Copy each line of the records that contains the word "Drop".

····················

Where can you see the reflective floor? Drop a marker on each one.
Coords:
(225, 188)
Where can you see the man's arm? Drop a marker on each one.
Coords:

····················

**Answer to the exercise**.
Where can you see the reflective floor? Drop a marker on each one.
Where can you see the man's arm? Drop a marker on each one.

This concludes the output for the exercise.